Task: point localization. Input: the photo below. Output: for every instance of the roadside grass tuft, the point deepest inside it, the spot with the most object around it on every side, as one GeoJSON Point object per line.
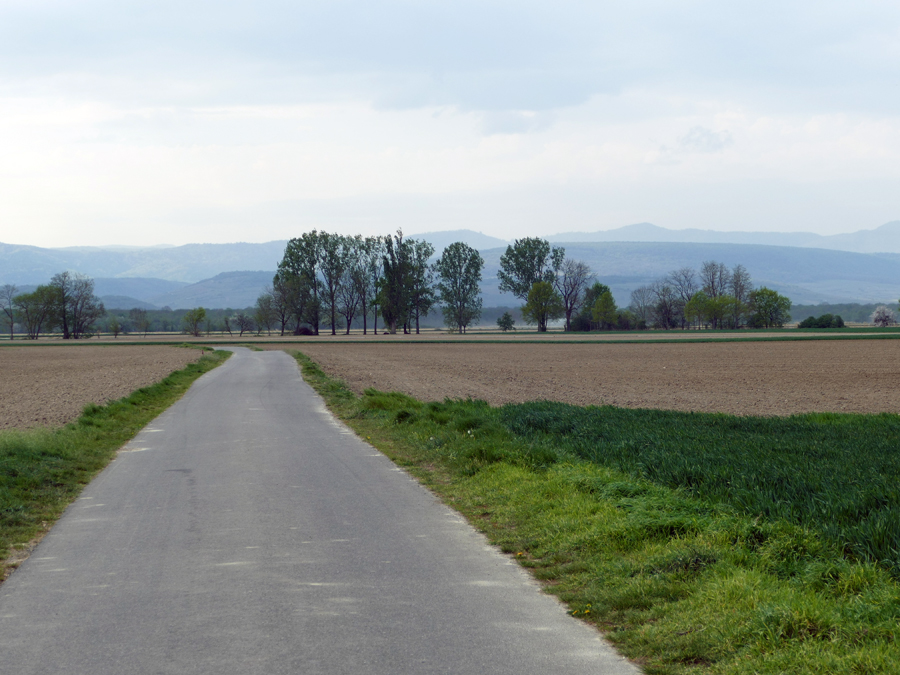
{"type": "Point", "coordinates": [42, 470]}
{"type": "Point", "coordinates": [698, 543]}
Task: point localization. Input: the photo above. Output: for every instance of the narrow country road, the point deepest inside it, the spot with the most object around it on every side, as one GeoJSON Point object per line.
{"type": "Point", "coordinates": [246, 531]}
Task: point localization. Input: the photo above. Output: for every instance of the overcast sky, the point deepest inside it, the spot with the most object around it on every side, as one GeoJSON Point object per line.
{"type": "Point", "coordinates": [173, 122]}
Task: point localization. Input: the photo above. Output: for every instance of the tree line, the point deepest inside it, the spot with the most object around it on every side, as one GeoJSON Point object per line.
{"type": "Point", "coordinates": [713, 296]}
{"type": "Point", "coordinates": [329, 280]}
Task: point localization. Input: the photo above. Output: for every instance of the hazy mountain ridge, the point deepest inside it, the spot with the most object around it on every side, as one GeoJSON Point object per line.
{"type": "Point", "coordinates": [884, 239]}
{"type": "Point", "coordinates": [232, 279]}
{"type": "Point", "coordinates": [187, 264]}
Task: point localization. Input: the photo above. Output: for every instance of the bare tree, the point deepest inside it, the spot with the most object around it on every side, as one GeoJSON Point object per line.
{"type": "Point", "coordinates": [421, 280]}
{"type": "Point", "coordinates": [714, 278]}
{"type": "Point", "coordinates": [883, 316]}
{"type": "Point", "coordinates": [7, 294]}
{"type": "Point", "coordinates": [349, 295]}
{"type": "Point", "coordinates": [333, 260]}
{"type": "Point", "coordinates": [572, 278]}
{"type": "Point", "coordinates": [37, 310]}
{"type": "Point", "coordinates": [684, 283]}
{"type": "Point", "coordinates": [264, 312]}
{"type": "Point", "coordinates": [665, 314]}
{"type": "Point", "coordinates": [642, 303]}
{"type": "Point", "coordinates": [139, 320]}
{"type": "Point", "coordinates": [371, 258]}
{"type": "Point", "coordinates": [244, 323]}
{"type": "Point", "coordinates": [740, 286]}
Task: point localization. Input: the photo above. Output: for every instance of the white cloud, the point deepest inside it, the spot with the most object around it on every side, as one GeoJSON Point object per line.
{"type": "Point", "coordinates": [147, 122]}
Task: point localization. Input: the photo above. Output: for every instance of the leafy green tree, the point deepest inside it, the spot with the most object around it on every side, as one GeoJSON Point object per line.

■ **Stated exercise**:
Can you give the records again from the line containing "of the bare" through the end, swapping "instance" for "occurrence" and leaving everything else untouched?

■ **Written solution**:
Task: point localization. Input: the photo above. Output: for every occurrence of the bare tree, the point deepest inside it, the spot with the most object around it on every side, as one GeoJSON Point object per line.
{"type": "Point", "coordinates": [421, 280]}
{"type": "Point", "coordinates": [714, 278]}
{"type": "Point", "coordinates": [883, 316]}
{"type": "Point", "coordinates": [7, 294]}
{"type": "Point", "coordinates": [349, 295]}
{"type": "Point", "coordinates": [333, 260]}
{"type": "Point", "coordinates": [572, 278]}
{"type": "Point", "coordinates": [37, 310]}
{"type": "Point", "coordinates": [684, 283]}
{"type": "Point", "coordinates": [264, 312]}
{"type": "Point", "coordinates": [665, 314]}
{"type": "Point", "coordinates": [642, 303]}
{"type": "Point", "coordinates": [139, 320]}
{"type": "Point", "coordinates": [371, 258]}
{"type": "Point", "coordinates": [244, 323]}
{"type": "Point", "coordinates": [740, 286]}
Task: point localization. Input: the photo above. Output: for every occurrence of the white cloud, the point deepest inside it, the spot with the most object around it on every side, as one GeoJSON Point object per line.
{"type": "Point", "coordinates": [147, 122]}
Task: point localization. Input: the photo above. Output: for every occurrence of the leafy green tree, the point deepest inside it, the spot with the most object around it on every side, as one GeoJSON Point object per line.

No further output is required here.